=== What to work on ===
Please copy the lines below with "marker" swapped for "pin" wherever it occurs, changing nothing else.

** start Data rows **

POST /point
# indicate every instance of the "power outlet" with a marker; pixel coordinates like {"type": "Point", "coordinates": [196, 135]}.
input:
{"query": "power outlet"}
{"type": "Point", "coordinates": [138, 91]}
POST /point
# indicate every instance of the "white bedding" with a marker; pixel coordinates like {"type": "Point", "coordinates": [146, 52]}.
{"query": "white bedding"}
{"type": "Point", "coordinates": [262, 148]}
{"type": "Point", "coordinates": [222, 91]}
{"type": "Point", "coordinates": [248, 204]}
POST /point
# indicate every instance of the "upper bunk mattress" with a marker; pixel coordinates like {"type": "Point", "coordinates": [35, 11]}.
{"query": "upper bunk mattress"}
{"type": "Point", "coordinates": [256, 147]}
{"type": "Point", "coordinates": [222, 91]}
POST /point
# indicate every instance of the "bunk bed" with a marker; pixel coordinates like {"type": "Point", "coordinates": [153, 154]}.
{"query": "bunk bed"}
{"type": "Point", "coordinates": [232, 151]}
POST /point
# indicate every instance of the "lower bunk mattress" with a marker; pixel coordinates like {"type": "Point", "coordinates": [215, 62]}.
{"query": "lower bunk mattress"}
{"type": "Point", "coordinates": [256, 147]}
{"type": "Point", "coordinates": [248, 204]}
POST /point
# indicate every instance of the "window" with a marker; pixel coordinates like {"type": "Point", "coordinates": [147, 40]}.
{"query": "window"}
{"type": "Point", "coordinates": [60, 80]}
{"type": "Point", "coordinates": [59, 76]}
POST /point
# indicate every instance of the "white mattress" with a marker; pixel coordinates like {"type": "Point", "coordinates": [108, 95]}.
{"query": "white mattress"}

** end Data rows **

=== Expected output ===
POST /point
# indicate every instance of the "power outlet" with a pin; pixel coordinates like {"type": "Point", "coordinates": [196, 135]}.
input:
{"query": "power outlet"}
{"type": "Point", "coordinates": [138, 91]}
POST /point
# indicate every instance of the "white bedding" with a pin; pixel coordinates like {"type": "Point", "coordinates": [146, 52]}.
{"query": "white bedding"}
{"type": "Point", "coordinates": [262, 148]}
{"type": "Point", "coordinates": [222, 91]}
{"type": "Point", "coordinates": [248, 204]}
POST /point
# indicate every instance of the "upper bunk mattress" with a pin; pixel coordinates like {"type": "Point", "coordinates": [35, 11]}.
{"query": "upper bunk mattress"}
{"type": "Point", "coordinates": [256, 147]}
{"type": "Point", "coordinates": [222, 91]}
POST /point
# indicate every instance of the "bunk bed" with a pin; pixel coordinates like {"type": "Point", "coordinates": [153, 154]}.
{"query": "bunk bed"}
{"type": "Point", "coordinates": [232, 151]}
POST /point
# indicate every instance of the "lower bunk mattress" with a pin; pixel coordinates like {"type": "Point", "coordinates": [215, 62]}.
{"query": "lower bunk mattress"}
{"type": "Point", "coordinates": [256, 147]}
{"type": "Point", "coordinates": [248, 204]}
POST /point
# indicate every instance of the "window" with a pin; pixel coordinates like {"type": "Point", "coordinates": [147, 40]}.
{"query": "window"}
{"type": "Point", "coordinates": [60, 80]}
{"type": "Point", "coordinates": [59, 76]}
POST /point
# indicate every instance of the "white mattress" with a pin; pixel coordinates like {"type": "Point", "coordinates": [108, 95]}.
{"query": "white mattress"}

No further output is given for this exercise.